▶ **Work to do**:
Recast every line of all the records below as a Markdown table with the columns Number and Line, giving each line its own numbered row. Skip blank lines and leave the pictures out.

▶ **Records to process**:
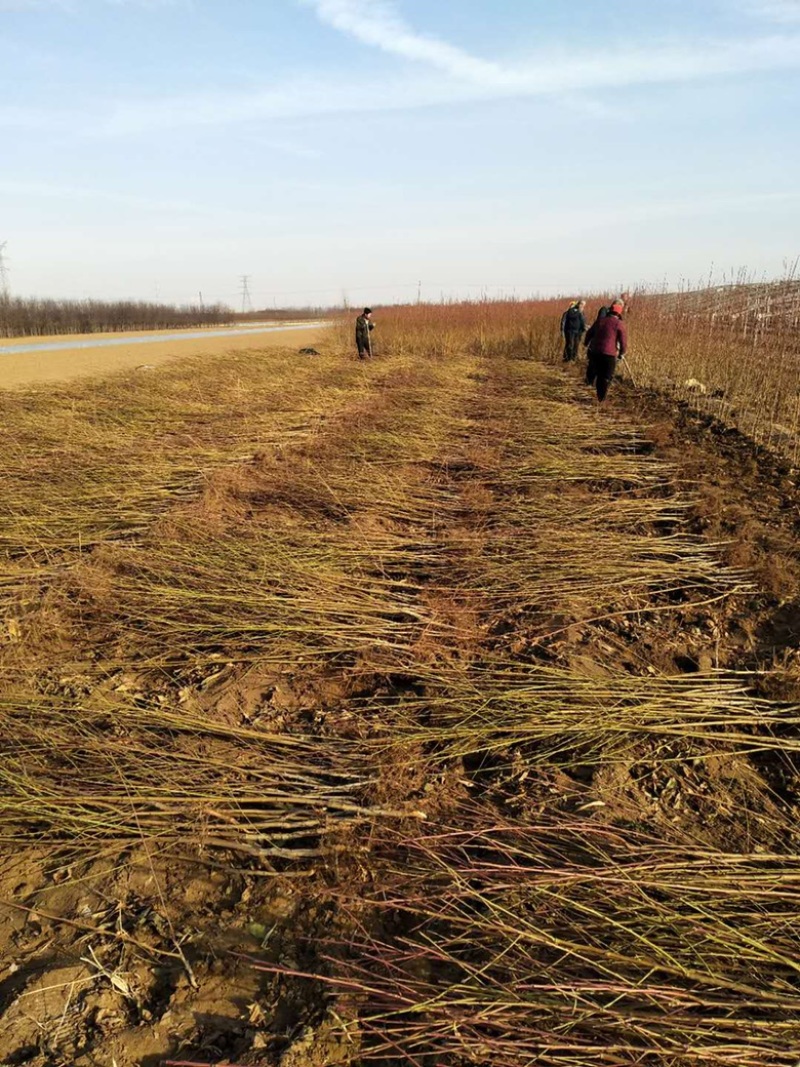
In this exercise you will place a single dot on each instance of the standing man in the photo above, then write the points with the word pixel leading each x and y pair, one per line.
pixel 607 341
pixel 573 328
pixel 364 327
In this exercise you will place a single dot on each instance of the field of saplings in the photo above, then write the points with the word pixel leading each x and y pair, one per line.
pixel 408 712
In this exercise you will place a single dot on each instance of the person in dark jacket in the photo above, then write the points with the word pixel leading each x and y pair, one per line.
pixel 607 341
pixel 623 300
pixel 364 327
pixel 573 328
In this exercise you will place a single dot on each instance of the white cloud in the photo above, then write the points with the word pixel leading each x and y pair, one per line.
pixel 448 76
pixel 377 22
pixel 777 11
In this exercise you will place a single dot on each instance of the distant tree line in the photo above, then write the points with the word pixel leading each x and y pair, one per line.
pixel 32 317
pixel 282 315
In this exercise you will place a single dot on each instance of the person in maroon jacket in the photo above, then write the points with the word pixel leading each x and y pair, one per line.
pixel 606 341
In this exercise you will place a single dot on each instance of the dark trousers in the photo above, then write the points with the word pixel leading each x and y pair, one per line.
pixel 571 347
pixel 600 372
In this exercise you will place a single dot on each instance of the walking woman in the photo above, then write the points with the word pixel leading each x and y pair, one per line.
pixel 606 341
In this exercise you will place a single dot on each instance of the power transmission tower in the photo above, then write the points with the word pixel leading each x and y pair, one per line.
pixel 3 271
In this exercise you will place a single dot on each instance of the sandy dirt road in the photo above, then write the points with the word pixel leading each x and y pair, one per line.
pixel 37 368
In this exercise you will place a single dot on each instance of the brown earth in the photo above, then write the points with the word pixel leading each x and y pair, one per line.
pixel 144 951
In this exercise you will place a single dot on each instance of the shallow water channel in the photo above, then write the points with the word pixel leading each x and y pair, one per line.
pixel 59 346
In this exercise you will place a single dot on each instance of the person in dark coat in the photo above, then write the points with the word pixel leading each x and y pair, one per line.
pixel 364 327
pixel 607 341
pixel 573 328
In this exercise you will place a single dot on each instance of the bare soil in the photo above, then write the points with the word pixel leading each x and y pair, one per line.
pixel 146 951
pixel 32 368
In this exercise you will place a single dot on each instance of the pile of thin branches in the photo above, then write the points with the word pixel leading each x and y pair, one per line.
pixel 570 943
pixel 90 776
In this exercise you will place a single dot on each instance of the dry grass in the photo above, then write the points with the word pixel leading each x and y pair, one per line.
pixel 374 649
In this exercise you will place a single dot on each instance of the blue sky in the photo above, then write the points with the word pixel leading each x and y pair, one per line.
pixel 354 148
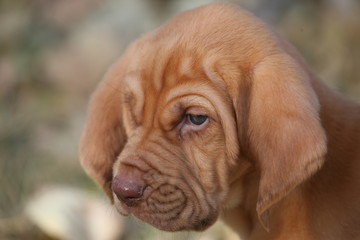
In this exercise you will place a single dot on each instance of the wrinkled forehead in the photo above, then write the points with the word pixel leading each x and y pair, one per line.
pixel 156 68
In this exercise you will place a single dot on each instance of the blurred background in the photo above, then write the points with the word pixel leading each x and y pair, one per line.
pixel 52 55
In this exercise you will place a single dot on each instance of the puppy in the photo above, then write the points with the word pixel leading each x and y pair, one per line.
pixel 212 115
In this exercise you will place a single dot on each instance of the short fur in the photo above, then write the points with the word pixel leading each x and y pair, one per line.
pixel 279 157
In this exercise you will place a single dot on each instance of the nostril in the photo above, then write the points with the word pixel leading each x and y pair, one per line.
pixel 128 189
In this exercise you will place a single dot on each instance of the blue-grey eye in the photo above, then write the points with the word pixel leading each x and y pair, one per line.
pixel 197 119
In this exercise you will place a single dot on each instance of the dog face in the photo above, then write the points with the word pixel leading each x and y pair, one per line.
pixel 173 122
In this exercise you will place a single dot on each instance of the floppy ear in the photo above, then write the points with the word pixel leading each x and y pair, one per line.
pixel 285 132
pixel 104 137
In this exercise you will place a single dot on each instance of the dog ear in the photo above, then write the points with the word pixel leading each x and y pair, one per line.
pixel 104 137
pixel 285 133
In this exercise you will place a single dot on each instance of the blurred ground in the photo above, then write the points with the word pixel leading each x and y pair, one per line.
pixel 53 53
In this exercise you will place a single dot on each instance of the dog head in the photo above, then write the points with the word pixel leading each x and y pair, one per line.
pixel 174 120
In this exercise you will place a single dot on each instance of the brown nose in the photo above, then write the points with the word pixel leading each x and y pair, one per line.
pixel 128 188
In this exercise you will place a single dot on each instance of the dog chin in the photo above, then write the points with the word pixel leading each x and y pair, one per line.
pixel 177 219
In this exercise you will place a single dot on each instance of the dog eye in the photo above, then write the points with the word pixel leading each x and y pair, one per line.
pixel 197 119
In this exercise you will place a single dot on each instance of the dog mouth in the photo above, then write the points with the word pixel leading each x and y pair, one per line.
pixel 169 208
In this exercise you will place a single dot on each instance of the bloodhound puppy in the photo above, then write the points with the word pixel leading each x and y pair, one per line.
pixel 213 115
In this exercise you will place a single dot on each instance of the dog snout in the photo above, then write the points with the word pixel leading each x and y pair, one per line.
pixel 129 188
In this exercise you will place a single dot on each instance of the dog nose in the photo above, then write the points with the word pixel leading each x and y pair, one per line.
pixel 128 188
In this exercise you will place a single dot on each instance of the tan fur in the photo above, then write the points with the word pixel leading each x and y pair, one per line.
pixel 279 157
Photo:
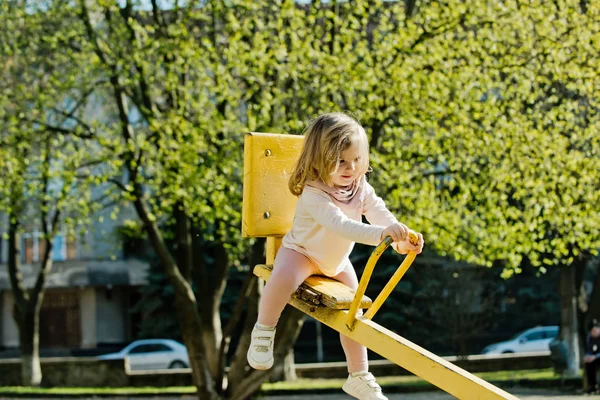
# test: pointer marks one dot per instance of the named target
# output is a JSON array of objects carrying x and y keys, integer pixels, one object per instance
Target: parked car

▶ **In response**:
| Number | Line |
|---|---|
| 1 | In this exercise you will place a single dot on each instance of the standing man in the photo above, then write the points with the word pixel leading each x and y pair, one per line. |
| 2 | pixel 607 341 |
| 3 | pixel 573 328 |
| 4 | pixel 364 327 |
| 5 | In this exercise you will place a single dot on each instance of the field of saplings in the photo above, then write the points with the word pixel leading each x and y pair, one per line. |
| 6 | pixel 408 712 |
| 7 | In this exercise you will place a single dot on each instance of the person in dark jacket in the photo above, then write the points with the word pixel leading each x and y pair, one per line. |
| 8 | pixel 607 341 |
| 9 | pixel 623 300 |
| 10 | pixel 364 327 |
| 11 | pixel 573 328 |
| 12 | In this exercise you will place a single dot on each instance of the white cloud in the photo above, then write the points with the word pixel leading each x and y pair, one per line. |
| 13 | pixel 448 76 |
| 14 | pixel 377 22 |
| 15 | pixel 777 11 |
| 16 | In this exercise you will place a single dot on each instance of the distant tree line in the photo above, then write the points with the word pixel leading each x and y pair, one per line. |
| 17 | pixel 32 317 |
| 18 | pixel 282 315 |
| 19 | In this exercise you will place a single dot on each instance of the person in maroon jacket in the photo above, then write the points with the word pixel leading each x and y pair, one per line. |
| 20 | pixel 606 341 |
| 21 | In this exercise you will place a single dot on each instance of the dark trousers in the photo above, then write the points with the word pixel leading each x and y pair, one per line. |
| 22 | pixel 571 347 |
| 23 | pixel 600 372 |
| 24 | In this exercise you will place a single dot on each instance of the walking woman in the photo above, then write the points with the word pixel leading each x and y pair, one per line. |
| 25 | pixel 606 341 |
| 26 | In this exercise you will place a single dot on each instance of the power transmission tower in the photo above, then write the points with the word pixel leading each x and y pair, one per line. |
| 27 | pixel 3 271 |
| 28 | In this exercise you will place a single dot on each instance of the sandy dirt road in the photo above, then write the points with the word pixel leading each x and y pair, one per line. |
| 29 | pixel 37 368 |
| 30 | In this exercise you will place a single dot on each instance of the brown earth in the photo above, then write the points with the word pixel leading each x and y pair, one per line. |
| 31 | pixel 144 951 |
| 32 | In this exercise you will place a single dot on each instance of the shallow water channel in the photo above, then write the points with the word pixel leading each x and y pair, one per line. |
| 33 | pixel 59 346 |
| 34 | In this exercise you will place a single dot on each instance of the person in dark coat in the photo above, then write the points with the word pixel leading each x and y pair, one per line. |
| 35 | pixel 364 327 |
| 36 | pixel 607 341 |
| 37 | pixel 573 328 |
| 38 | In this exercise you will place a single dot on each instance of the bare soil in the photo above, then write the points with the word pixel leading each x and y pair, one per line. |
| 39 | pixel 146 951 |
| 40 | pixel 32 368 |
| 41 | In this exercise you will place a single dot on each instance of the pile of thin branches in the photo above, then write the points with the word pixel leading each x and y pair, one per line. |
| 42 | pixel 570 943 |
| 43 | pixel 90 776 |
| 44 | In this exercise you will place a single dot on each instance of the dry grass in the photo above, then write the points with the word pixel leading each x and y pair, one per line. |
| 45 | pixel 374 649 |
| 46 | In this exercise you will place a single dot on each instance of the blue sky in the photo above, then write the points with the word pixel leading each x and y pair, one per line. |
| 47 | pixel 354 148 |
| 48 | In this exercise you will place a single dot on each instance of the wrinkled forehead in the photo above, then write the points with the word pixel leading each x and y pair, one per line. |
| 49 | pixel 156 68 |
| 50 | In this exercise you will place a single dot on each instance of the blurred background in the photo above, then write the points with the word pixel leading each x and y pair, one per line. |
| 51 | pixel 52 55 |
| 52 | In this exercise you will place a single dot on each instance of the puppy in the photo above, then write the points with the word pixel leading each x and y pair, one per line. |
| 53 | pixel 212 115 |
| 54 | In this exercise you will place a single dot on each instance of the short fur in the photo above, then write the points with the word pixel leading each x and y pair, one per line. |
| 55 | pixel 279 157 |
| 56 | In this exercise you will place a single dot on each instance of the nostril in the photo above, then write the points with the word pixel leading each x and y pair, one per line. |
| 57 | pixel 128 189 |
| 58 | In this exercise you will place a single dot on each instance of the blue-grey eye in the photo above, then write the points with the word pixel leading each x and y pair, one per line. |
| 59 | pixel 197 119 |
| 60 | In this exercise you will place a single dot on each instance of the dog face in the photo above, then write the points with the word pixel leading each x and y pair, one per line. |
| 61 | pixel 173 122 |
| 62 | In this exercise you will place a single dot on each instance of the floppy ear in the photo above, then write the points with the word pixel leading each x and y pair, one per line. |
| 63 | pixel 285 132 |
| 64 | pixel 104 137 |
| 65 | In this exercise you will place a single dot on each instance of the dog ear in the photo above, then write the points with the word pixel leading each x and y pair, one per line. |
| 66 | pixel 104 137 |
| 67 | pixel 285 133 |
| 68 | In this exercise you will place a single dot on each instance of the blurred ground in the photo above, then write the points with the word pixel leading each x and y pair, one per line. |
| 69 | pixel 53 53 |
| 70 | In this exercise you will place a single dot on each instance of the dog head in the photo above, then write the points with the word pixel leading each x and y pair, one per line. |
| 71 | pixel 174 120 |
| 72 | In this exercise you will place a single dot on each instance of the brown nose in the photo above, then write the points with the word pixel leading each x and y pair, one per line. |
| 73 | pixel 128 188 |
| 74 | In this exercise you will place a single dot on each instance of the dog chin in the photo above, then write the points with the word pixel leading each x and y pair, one per line. |
| 75 | pixel 177 219 |
| 76 | In this exercise you will place a single dot on each instance of the dog eye in the photo above, then write the points with the word pixel leading each x and y pair, one per line. |
| 77 | pixel 197 119 |
| 78 | In this exercise you will place a single dot on each instance of the dog mouth in the photo above, then write the points with the word pixel leading each x and y pair, one per line. |
| 79 | pixel 169 208 |
| 80 | In this exercise you will place a single dot on each instance of the bloodhound puppy in the photo above, then write the points with the word pixel leading each x and y pair, one per line. |
| 81 | pixel 213 115 |
| 82 | In this exercise you will place a single dot on each instance of the dog snout in the photo above, then write the points with the word pixel leading each x and y pair, one per line. |
| 83 | pixel 129 188 |
| 84 | In this exercise you will place a single dot on each instance of the dog nose in the photo above, then write the points with the word pixel leading each x and y pair, one per line. |
| 85 | pixel 128 188 |
| 86 | In this exercise you will place a single dot on each instance of the tan fur in the photo above, then write the points with the word pixel leading each x and y pair, one per line. |
| 87 | pixel 279 157 |
| 88 | Photo: |
| 89 | # test: pointer marks one dot per instance of the named target |
| 90 | # output is a JSON array of objects carrying x and y keys, integer pixels, one object per instance |
| 91 | Target: parked car |